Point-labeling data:
________________________________________
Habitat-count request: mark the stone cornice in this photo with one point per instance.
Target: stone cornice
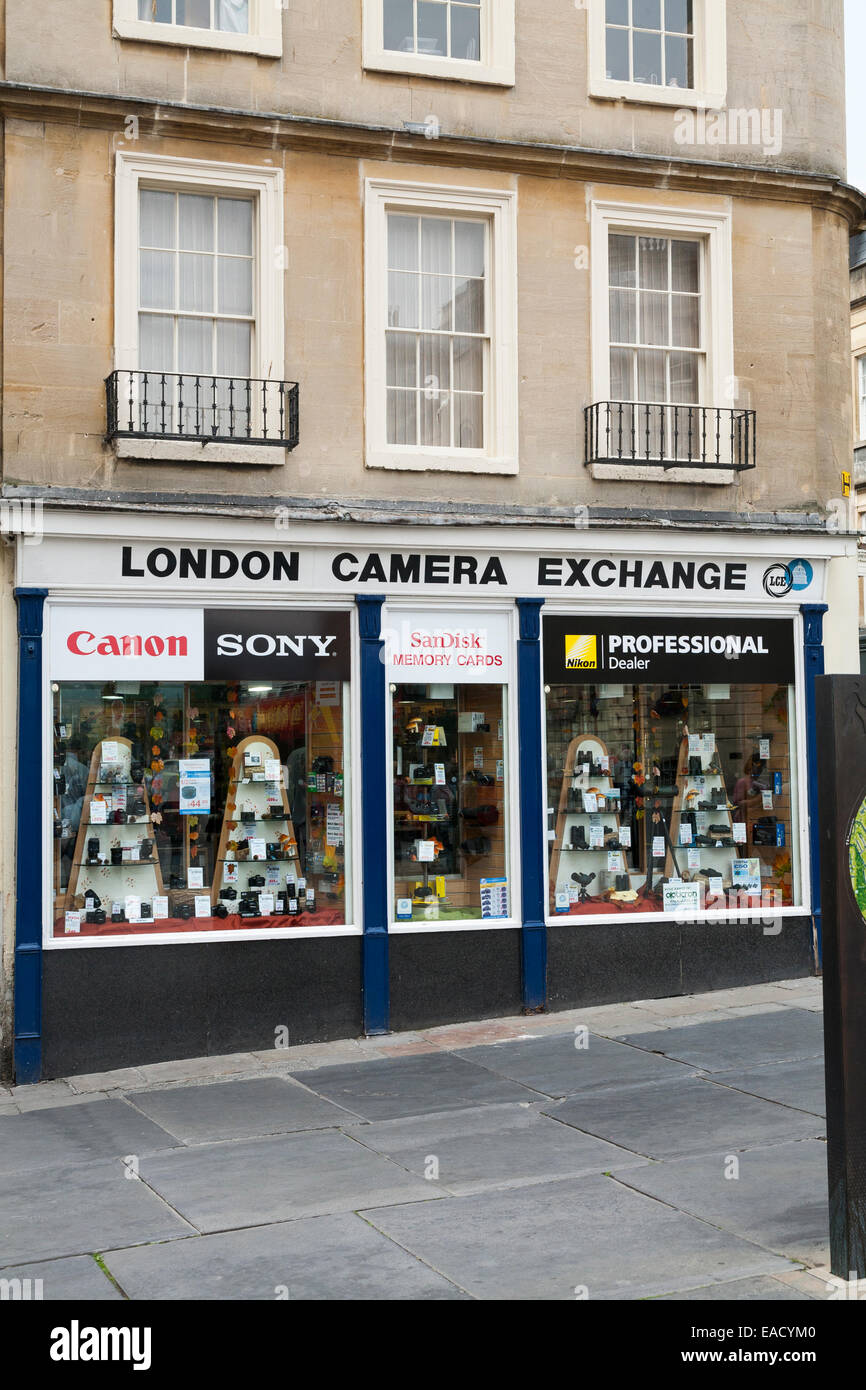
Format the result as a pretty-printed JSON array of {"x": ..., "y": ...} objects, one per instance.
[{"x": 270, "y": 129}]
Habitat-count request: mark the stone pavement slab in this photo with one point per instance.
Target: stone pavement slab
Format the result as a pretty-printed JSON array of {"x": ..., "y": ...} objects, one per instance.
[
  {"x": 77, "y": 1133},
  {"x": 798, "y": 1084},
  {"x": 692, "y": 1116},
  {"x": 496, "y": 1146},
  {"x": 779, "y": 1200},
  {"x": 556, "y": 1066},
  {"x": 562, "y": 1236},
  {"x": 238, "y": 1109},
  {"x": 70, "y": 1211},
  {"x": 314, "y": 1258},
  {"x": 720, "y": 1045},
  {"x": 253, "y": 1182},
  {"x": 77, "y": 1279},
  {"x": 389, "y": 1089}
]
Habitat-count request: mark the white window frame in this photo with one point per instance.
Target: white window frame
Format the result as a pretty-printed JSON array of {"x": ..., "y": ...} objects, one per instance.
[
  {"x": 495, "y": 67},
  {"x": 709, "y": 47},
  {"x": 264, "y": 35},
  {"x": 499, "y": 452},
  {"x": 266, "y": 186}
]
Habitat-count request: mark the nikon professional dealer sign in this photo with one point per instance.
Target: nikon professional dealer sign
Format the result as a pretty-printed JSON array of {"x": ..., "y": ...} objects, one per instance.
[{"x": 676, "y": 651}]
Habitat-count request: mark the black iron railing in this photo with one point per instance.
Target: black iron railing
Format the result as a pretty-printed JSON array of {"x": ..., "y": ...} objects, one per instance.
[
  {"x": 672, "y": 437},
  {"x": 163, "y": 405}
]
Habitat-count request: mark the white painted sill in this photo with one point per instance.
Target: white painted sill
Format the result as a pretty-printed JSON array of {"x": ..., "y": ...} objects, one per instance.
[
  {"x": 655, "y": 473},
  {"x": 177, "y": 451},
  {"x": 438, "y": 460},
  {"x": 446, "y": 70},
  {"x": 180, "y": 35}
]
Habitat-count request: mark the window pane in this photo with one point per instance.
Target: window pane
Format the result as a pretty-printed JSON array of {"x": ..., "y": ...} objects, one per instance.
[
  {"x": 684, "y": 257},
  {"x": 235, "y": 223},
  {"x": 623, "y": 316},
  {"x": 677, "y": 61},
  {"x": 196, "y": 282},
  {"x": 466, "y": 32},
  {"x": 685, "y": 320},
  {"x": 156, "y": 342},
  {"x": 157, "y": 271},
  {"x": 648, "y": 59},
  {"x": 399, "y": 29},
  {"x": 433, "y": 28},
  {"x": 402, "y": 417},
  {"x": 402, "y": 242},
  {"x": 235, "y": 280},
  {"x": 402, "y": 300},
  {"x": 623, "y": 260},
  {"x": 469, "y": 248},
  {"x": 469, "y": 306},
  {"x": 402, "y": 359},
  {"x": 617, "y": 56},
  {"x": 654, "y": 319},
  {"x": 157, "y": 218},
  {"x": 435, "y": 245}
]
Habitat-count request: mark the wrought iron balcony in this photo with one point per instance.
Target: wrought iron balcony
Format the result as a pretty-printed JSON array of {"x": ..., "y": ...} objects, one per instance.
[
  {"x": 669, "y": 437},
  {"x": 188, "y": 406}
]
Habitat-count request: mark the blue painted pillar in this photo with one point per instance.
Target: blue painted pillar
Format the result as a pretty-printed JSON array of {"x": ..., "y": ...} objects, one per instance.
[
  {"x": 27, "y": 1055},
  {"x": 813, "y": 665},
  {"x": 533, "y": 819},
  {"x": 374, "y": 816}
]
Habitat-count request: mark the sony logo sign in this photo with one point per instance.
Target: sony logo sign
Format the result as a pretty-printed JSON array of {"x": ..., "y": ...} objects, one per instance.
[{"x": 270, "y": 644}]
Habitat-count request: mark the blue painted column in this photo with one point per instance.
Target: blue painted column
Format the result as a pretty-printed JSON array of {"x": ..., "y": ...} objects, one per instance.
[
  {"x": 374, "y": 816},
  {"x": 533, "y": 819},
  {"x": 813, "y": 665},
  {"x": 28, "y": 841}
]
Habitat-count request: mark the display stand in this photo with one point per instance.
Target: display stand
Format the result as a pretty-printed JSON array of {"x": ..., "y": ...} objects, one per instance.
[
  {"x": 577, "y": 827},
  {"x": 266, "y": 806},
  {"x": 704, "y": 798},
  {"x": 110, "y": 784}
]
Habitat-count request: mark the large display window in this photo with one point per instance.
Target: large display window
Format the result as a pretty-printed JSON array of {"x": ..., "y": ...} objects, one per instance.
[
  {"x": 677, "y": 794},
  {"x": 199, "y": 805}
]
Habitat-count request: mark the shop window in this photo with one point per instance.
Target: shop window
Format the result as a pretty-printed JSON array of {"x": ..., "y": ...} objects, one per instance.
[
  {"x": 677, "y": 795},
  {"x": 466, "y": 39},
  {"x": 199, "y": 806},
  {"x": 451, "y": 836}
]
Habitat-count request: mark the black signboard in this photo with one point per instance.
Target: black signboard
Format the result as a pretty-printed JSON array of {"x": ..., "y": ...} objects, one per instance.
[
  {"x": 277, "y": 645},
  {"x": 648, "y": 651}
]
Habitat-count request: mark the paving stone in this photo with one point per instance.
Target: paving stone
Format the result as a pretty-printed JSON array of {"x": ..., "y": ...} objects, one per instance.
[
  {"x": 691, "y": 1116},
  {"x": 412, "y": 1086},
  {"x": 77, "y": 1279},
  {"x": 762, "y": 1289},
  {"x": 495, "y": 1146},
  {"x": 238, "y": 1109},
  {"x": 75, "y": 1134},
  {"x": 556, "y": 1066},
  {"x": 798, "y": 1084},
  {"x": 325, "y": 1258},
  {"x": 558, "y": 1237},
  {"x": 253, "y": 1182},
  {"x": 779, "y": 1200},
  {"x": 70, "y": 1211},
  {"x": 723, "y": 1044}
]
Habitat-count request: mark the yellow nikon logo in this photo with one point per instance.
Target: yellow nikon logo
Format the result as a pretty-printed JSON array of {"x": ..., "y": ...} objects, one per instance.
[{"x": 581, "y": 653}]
________________________________________
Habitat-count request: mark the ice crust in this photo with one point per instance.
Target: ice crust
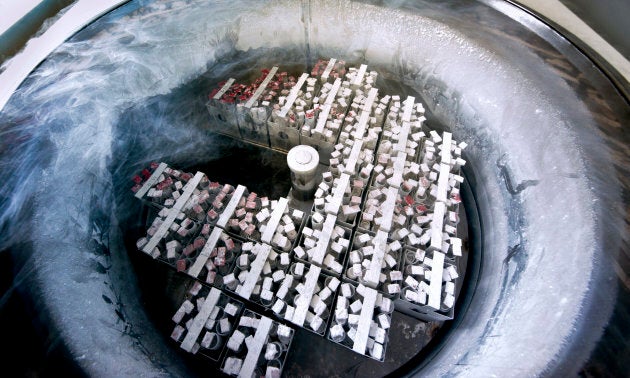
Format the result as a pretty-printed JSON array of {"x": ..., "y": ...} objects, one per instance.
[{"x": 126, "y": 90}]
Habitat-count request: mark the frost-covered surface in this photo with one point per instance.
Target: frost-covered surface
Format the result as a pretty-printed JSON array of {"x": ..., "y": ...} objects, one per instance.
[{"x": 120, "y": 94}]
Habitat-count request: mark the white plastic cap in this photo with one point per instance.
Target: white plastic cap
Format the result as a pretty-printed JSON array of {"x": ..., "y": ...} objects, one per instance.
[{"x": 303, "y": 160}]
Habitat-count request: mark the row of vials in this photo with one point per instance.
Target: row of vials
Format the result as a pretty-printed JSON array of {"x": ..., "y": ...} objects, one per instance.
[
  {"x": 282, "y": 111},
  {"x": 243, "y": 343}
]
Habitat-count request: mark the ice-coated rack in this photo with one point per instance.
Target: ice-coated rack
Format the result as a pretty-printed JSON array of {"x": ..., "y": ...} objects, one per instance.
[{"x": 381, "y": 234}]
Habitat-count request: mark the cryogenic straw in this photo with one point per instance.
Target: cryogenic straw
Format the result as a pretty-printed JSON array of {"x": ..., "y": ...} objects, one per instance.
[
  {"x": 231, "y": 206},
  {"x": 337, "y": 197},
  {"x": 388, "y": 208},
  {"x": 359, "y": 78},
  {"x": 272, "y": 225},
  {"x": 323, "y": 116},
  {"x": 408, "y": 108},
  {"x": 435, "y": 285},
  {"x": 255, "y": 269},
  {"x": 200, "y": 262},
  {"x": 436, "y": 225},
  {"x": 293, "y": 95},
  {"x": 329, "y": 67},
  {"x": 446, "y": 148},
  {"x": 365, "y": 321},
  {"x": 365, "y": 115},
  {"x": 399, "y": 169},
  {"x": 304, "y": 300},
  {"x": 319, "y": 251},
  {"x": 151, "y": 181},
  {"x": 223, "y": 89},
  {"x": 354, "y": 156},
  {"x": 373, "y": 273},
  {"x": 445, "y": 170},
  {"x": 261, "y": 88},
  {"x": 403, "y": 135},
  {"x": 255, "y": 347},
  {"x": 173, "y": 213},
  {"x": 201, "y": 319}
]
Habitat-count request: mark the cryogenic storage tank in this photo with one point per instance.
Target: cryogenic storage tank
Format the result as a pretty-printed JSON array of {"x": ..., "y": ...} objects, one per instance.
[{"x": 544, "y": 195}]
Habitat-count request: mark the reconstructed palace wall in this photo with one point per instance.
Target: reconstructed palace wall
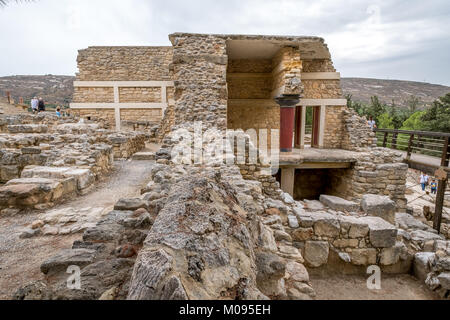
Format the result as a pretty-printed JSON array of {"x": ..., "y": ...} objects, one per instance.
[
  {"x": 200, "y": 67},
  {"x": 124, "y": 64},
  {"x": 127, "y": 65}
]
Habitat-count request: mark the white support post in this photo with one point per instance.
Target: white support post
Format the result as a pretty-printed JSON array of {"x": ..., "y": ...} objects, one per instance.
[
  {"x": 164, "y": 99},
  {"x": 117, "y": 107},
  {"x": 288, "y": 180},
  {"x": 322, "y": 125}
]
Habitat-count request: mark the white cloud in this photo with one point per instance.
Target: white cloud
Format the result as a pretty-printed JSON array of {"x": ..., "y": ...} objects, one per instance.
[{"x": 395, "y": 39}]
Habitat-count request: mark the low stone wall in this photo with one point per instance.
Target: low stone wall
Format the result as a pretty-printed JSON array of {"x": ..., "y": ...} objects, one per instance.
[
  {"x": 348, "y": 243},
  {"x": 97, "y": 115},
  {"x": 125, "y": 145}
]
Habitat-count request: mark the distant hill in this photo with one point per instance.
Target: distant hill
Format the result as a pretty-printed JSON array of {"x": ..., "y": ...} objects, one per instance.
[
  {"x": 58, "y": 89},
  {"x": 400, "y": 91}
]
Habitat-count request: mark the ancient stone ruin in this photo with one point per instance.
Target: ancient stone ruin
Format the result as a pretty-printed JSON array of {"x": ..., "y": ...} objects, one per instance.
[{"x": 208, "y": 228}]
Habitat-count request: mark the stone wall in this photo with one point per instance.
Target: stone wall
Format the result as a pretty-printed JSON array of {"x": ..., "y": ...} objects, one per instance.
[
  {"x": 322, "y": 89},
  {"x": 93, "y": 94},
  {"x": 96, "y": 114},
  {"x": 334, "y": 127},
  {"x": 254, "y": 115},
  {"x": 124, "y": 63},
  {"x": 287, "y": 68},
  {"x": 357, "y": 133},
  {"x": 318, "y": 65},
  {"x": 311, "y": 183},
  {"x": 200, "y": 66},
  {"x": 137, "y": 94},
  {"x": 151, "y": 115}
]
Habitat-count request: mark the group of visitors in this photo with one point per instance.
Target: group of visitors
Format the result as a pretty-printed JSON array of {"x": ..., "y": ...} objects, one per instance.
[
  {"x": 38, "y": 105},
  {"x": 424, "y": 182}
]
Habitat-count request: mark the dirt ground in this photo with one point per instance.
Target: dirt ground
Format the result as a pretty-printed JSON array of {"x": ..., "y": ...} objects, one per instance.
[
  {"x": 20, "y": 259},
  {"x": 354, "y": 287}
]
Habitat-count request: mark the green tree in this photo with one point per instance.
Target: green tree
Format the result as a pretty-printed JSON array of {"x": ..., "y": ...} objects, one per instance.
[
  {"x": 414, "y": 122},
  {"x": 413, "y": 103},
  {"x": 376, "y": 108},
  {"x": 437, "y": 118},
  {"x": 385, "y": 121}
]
________________________________________
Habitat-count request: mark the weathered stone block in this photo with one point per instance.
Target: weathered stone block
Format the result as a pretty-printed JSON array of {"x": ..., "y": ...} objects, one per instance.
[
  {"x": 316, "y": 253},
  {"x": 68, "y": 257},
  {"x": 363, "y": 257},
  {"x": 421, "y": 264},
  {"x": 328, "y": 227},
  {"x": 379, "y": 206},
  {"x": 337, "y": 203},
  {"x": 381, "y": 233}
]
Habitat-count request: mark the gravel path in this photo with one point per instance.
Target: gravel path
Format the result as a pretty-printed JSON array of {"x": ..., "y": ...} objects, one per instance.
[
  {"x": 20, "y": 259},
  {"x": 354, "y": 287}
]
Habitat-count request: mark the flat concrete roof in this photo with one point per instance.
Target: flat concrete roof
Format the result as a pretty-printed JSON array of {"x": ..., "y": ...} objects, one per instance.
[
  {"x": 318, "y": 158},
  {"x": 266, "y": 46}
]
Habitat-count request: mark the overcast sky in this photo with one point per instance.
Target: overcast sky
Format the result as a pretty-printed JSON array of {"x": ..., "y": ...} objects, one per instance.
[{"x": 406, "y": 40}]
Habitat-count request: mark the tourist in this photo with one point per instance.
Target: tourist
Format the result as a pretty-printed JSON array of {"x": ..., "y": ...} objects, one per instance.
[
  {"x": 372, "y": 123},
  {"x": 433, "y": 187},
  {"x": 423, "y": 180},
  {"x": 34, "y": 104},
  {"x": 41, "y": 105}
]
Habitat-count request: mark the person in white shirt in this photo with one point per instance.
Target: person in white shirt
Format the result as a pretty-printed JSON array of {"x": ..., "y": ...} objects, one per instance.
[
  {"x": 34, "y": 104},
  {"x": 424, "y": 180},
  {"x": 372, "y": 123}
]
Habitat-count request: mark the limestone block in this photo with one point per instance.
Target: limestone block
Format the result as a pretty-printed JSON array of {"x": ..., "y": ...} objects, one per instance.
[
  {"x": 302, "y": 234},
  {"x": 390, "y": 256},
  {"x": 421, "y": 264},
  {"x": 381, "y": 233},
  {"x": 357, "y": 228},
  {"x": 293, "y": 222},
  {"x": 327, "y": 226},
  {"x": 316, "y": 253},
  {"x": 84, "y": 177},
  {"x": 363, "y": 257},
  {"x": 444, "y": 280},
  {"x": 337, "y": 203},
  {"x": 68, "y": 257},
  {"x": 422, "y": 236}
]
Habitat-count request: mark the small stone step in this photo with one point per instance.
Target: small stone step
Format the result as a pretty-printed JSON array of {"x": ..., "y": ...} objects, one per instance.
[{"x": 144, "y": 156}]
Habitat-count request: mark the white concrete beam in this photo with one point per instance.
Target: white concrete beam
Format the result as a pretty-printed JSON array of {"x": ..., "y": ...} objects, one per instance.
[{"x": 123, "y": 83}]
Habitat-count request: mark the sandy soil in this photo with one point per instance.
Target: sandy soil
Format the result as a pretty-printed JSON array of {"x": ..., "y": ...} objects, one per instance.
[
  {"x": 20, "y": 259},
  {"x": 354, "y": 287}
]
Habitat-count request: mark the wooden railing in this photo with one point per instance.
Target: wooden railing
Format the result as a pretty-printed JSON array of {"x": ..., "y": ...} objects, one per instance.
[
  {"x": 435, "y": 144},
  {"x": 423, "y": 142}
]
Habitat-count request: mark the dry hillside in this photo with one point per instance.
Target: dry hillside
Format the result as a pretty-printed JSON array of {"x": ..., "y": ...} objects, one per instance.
________________________________________
> **Instructions for the task**
Gather every line of the data above that contains the string "iron", copying each one in full.

> **Response to the exercise**
Habitat-count request: mark the black iron railing in this photo with one point per instance.
Target: black iron railing
Habitat-count request: mark the wrought iron balcony in this photo with one point per instance.
Target: wrought iron balcony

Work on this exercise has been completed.